Существует несколько ходячих мнений, которые для краткости я назову ложью. Все мы слышали, что христианство возникло в варварский век. С таким же успехом можно сказать, что в варварский век возникла «Христианская наука». Считайте, на худой конец, что христианство знаменовало общественный упадок, как я считаю, что «Христианская наука» знаменует упадок умственный. Считайте христианство суеверием, погубившим цивилизацию, — считаю же я христианскую науку суеверием, способным (если к нему отнестись серьезно) погубить сколько хочешь цивилизаций. Но сказать, что христианин IV или V века был варваром и жил в эпоху варварства, все равно что отнести Мэри Бэкер-Эдди к племени краснокожих индейцев. Нам может нравиться или не нравиться американская культура XIX века, но ни один здравомыслящий человек не станет, при всем желании, отрицать, что и Римская Империя, и индустриальная Америка — цивилизованы. Хорошо это или плохо, христианство было порождением цивилизованного, я бы даже сказал — слишком цивилизованного мира. Это не упрек и не похвала. Во всяком случае, в моих устах сравнение с христианской наукой никак не сочтешь похвалой. Просто надо хоть немного чувствовать атмосферу общества, прежде чем хвалить его или порицать. О главном в языческой цивилизации я неоднократно вспоминал на этих страницах. Средиземное море, словно озеро, поглощало и соединяло разные культы и культуры. Города, глядевшие друг на друга с его берегов, становились все более похожими. С юридической и военной стороны, это Римская Империя; но у нее очень много сторон. Можно назвать ее суеверной — в ней множество суеверий, но никак не варварской.

## НАБОР ЗАДАНИЙ
a) Ответьте по тексту о христианстве на три вопроса:
(i) Какое мнение, по словам текста, слышали все?
(ii) С чем в тексте сравнивается утверждение, что христианин IV или V века был варваром?
(iii) Что в тексте поглощало и соединяло разные культы и культуры?
b) Перескажите в тексте о христианстве абзац, который начинается со слов «Существует несколько ходячих мнений», короче, в виде списка, сохранив главные факты.

## СОБРАННЫЕ ЗАПИСИ
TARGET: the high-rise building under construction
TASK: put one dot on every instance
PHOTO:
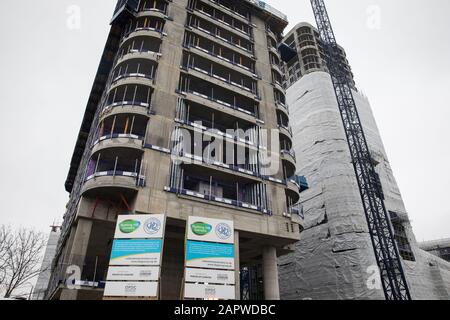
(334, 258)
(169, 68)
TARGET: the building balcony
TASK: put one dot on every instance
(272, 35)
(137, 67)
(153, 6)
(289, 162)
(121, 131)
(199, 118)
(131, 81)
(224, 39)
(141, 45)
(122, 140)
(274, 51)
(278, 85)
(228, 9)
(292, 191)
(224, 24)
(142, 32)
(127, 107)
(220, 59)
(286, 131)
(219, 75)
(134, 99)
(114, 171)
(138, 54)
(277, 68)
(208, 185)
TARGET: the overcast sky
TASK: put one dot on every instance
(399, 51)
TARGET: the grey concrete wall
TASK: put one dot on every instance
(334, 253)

...

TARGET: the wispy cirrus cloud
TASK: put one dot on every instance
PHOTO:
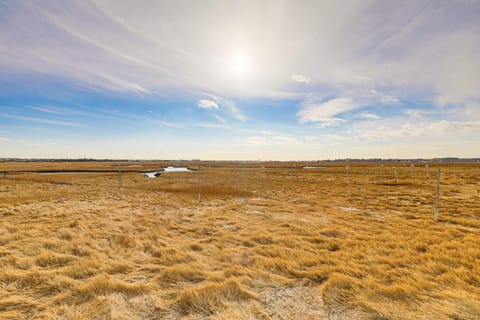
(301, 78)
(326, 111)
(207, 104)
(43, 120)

## ОТВЕТЫ НИЖЕ
a)
(i) Что христианство возникло в варварский век.
(ii) С тем, чтобы отнести Мэри Бэкер-Эдди к племени краснокожих индейцев.
(iii) Средиземное море, словно озеро.

b)
- Есть расхожее мнение, что христианство возникло в варварский век. В тексте его называют ложью.
- Это так же верно, как сказать, что в варварский век возникла «Христианская наука».
- Можно считать христианство упадком или суеверием, но называть христианина IV–V века варваром нелепо.
- И Римская Империя, и индустриальная Америка XIX века были цивилизованы.
- Христианство родилось в цивилизованном, даже слишком цивилизованном мире. Это не упрек и не похвала.
- Средиземное море, словно озеро, соединяло разные культы и культуры, а города на его берегах становились все более похожими.
- Римскую Империю можно назвать суеверной, но не варварской.